[Start of Task data]

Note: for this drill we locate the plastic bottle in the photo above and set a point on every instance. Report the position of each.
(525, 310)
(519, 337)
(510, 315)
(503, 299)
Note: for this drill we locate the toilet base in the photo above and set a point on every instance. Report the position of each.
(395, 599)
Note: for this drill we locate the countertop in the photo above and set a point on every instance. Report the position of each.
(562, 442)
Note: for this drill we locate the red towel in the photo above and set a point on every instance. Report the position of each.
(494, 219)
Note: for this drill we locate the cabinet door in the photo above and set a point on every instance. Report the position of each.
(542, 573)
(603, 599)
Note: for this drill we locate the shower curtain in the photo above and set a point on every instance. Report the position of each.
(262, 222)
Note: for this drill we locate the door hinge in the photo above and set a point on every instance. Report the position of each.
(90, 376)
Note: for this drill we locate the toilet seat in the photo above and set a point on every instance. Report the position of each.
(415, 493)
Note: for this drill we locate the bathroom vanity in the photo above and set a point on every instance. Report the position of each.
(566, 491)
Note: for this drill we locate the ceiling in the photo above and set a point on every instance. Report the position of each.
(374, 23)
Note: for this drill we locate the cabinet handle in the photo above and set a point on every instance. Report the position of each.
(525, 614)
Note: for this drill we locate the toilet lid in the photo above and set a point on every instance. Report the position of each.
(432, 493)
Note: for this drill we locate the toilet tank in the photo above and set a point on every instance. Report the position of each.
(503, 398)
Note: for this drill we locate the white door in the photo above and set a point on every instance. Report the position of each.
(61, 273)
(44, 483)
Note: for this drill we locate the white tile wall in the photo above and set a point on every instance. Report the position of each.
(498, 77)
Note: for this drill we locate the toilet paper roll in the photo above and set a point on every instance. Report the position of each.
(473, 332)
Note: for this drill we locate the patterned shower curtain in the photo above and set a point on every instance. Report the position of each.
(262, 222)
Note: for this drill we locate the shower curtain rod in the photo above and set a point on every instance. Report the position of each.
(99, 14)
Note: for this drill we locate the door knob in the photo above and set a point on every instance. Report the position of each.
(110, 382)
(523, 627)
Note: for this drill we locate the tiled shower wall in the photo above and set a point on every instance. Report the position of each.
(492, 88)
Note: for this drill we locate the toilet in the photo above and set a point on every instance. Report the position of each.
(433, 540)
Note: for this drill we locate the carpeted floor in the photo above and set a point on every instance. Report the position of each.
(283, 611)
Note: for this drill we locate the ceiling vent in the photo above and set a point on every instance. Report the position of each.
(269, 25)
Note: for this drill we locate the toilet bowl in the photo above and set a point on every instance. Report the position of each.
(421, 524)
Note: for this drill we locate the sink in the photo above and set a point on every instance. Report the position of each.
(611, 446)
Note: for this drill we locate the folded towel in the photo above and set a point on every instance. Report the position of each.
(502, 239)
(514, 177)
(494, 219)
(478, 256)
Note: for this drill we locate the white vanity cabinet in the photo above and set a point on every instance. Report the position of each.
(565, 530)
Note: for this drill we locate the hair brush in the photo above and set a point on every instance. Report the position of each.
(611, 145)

[End of Task data]
[Start of Task data]

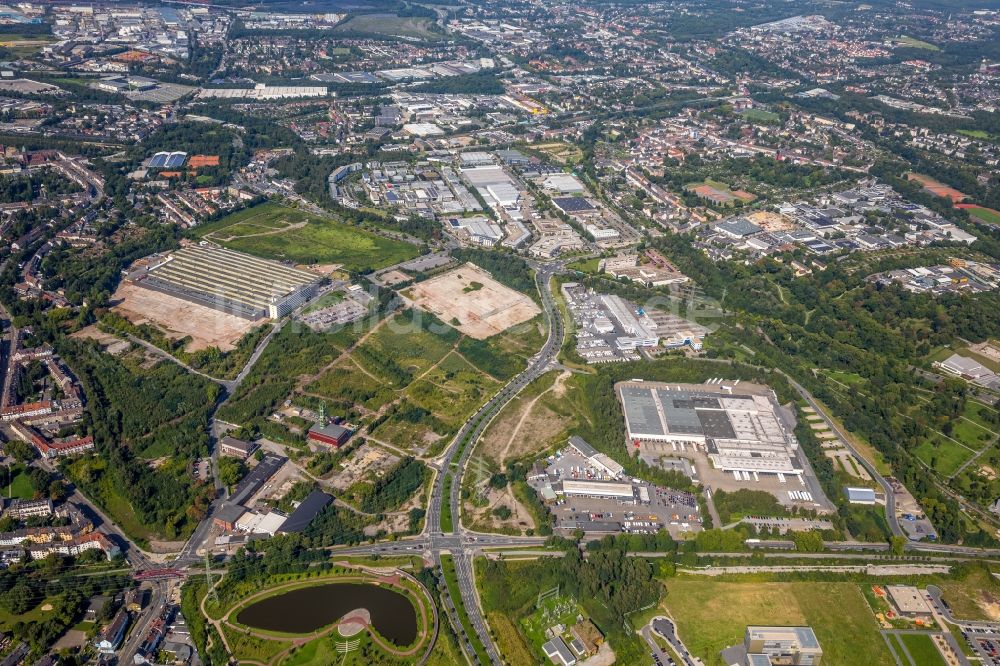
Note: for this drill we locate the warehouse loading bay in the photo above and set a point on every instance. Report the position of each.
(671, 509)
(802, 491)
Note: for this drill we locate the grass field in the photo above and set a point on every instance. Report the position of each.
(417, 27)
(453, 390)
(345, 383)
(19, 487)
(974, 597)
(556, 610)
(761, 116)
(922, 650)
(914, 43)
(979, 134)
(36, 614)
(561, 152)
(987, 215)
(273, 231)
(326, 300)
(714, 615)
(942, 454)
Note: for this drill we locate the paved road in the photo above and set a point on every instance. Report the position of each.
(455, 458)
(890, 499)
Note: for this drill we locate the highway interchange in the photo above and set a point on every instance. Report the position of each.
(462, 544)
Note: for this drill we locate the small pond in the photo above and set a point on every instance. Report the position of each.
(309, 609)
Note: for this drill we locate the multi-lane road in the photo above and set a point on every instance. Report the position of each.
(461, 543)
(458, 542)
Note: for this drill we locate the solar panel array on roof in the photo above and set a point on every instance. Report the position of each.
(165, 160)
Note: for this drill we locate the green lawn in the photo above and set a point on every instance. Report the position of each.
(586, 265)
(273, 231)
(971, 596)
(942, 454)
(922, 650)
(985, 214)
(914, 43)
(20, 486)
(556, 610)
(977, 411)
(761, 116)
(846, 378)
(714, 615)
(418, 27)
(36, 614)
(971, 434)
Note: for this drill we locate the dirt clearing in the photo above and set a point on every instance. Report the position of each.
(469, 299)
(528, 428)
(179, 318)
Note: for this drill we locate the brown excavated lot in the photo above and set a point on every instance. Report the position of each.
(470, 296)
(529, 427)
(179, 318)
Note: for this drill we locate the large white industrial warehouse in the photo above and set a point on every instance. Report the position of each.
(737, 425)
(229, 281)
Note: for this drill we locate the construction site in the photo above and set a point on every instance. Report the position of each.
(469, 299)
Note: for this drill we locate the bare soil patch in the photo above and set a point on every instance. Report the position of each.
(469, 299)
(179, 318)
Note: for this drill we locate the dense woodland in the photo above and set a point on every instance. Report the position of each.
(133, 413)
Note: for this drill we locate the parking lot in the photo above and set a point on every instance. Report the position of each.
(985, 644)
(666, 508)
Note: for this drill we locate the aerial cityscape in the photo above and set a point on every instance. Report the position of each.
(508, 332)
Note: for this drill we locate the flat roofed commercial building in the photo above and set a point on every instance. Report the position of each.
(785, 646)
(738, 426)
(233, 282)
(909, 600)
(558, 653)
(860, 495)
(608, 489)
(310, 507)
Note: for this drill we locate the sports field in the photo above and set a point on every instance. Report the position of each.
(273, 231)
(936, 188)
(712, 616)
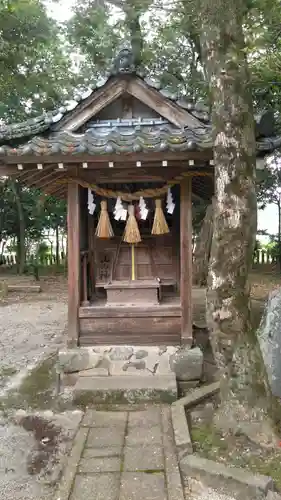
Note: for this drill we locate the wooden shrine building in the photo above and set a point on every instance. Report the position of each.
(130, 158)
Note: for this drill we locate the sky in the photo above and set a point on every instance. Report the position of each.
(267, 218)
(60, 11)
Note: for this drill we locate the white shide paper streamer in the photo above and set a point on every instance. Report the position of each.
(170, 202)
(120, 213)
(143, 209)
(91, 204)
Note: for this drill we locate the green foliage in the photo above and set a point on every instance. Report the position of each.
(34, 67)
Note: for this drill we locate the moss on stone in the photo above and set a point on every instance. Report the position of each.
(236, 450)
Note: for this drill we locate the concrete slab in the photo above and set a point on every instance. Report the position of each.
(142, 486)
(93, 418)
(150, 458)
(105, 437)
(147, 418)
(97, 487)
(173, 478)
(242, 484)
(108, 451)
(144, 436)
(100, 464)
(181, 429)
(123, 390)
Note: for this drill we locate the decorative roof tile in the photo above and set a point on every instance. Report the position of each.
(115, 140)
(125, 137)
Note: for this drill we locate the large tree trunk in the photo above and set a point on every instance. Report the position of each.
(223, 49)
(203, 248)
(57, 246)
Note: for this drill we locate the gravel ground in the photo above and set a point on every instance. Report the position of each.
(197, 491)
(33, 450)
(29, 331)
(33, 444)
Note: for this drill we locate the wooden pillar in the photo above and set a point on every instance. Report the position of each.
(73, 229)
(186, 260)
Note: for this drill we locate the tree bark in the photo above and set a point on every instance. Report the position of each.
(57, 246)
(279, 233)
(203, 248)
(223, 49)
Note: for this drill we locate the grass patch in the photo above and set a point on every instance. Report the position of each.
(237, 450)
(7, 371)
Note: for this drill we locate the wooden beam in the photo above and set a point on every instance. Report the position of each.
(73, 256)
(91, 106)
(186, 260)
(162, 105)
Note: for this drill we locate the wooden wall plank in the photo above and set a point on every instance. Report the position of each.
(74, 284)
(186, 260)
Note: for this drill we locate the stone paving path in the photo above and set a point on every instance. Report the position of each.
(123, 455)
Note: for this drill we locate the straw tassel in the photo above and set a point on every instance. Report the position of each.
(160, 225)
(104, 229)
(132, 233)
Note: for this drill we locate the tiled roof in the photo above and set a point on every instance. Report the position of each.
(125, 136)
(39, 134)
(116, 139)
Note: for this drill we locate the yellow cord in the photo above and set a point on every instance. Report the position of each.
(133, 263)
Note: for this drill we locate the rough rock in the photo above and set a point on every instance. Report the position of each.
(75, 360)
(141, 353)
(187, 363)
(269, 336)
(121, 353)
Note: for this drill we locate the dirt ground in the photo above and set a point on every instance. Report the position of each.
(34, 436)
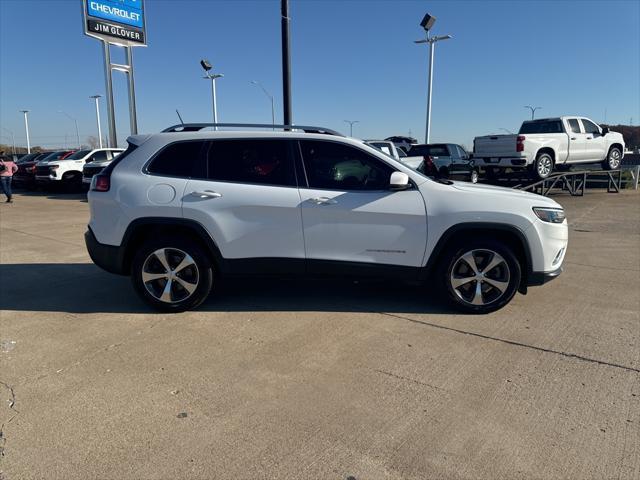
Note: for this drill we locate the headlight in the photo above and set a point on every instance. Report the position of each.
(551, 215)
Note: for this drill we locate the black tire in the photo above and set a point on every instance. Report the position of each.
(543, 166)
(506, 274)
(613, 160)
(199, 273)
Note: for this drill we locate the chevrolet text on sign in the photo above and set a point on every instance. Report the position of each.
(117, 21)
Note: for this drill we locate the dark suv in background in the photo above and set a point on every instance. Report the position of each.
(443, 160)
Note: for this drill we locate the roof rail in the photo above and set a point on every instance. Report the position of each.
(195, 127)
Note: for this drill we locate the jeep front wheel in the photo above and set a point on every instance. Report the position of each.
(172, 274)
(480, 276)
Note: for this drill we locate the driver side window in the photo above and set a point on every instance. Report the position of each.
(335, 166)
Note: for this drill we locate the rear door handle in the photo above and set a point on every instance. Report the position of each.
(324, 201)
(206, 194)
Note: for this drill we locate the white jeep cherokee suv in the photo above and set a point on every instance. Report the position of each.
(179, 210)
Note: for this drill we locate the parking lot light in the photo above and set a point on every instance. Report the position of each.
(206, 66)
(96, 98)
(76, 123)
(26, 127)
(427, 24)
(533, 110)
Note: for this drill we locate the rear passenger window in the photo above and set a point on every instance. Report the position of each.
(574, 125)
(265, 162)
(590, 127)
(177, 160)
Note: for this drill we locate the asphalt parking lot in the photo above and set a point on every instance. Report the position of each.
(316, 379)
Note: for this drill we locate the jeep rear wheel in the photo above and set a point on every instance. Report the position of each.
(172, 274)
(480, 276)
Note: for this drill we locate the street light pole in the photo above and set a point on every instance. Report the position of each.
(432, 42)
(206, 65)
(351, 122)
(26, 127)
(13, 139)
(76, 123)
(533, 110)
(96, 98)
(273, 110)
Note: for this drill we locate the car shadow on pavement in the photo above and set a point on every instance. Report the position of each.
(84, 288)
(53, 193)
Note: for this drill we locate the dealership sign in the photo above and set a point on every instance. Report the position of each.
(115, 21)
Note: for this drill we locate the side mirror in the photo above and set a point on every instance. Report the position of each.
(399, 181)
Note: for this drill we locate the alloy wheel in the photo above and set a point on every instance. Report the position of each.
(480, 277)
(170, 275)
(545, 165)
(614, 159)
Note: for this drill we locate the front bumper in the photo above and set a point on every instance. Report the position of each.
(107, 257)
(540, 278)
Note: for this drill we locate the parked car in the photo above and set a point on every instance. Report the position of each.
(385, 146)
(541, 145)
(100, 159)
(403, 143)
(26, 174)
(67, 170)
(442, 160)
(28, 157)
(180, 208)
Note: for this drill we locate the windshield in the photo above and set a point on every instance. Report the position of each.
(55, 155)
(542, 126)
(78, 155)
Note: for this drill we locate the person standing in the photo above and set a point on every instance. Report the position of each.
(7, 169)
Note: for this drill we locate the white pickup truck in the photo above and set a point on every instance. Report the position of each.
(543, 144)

[End of Task data]
[Start of Task data]

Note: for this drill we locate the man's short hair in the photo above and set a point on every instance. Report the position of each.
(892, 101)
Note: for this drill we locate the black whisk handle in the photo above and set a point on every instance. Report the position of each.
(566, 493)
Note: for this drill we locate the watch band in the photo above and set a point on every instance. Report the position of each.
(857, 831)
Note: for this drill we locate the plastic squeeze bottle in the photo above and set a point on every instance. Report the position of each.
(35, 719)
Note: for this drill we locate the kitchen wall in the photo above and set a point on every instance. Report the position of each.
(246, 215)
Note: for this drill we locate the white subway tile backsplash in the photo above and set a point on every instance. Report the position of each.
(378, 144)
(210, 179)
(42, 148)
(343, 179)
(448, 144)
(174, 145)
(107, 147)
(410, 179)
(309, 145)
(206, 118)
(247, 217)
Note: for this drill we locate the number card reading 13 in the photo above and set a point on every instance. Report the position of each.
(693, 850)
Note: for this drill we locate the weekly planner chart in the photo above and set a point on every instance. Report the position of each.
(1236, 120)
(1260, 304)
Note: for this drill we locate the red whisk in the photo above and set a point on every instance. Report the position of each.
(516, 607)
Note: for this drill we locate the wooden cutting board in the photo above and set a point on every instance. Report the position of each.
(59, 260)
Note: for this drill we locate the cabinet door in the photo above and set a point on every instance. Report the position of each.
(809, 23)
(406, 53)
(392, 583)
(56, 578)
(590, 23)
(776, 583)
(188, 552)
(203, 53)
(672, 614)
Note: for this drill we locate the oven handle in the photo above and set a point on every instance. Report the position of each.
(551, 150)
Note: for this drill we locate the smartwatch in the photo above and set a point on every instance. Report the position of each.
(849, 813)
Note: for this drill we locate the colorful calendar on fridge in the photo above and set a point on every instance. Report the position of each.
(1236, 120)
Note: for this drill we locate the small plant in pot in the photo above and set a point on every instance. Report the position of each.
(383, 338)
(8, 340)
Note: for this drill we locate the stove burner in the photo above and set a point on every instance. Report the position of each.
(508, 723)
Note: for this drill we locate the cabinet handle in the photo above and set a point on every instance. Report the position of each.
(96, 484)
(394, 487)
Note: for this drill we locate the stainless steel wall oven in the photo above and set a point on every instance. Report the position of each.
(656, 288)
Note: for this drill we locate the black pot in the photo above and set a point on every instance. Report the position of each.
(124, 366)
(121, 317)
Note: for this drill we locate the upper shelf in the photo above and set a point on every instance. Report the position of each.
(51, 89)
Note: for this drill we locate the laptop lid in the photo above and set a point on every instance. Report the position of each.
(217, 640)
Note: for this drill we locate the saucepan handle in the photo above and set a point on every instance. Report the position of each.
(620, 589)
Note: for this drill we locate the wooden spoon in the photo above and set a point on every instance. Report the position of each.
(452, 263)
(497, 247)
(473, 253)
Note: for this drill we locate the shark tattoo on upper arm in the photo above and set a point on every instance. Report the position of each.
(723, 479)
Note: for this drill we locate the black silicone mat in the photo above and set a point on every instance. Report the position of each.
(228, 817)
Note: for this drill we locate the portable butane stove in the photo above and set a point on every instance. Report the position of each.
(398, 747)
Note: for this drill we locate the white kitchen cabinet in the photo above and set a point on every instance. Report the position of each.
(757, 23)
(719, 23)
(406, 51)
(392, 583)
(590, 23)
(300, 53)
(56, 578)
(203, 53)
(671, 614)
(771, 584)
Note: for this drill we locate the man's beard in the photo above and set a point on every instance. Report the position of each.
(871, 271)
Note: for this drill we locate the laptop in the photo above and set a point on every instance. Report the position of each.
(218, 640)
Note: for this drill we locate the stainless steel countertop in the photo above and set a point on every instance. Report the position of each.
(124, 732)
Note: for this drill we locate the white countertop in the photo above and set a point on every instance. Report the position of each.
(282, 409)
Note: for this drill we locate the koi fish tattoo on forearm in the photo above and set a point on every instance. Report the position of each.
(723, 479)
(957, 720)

[End of Task data]

_What to work on_. Pull out every line of the entries above that contains the word "ceiling", and copy each one in full.

_Written reply_.
Note: for this drill we locate the ceiling in the photo above and set a point on every instance. Report the position of each.
Note: for this drill we locate the ceiling vent in the photo above and set a point on every instance. Report the position of each.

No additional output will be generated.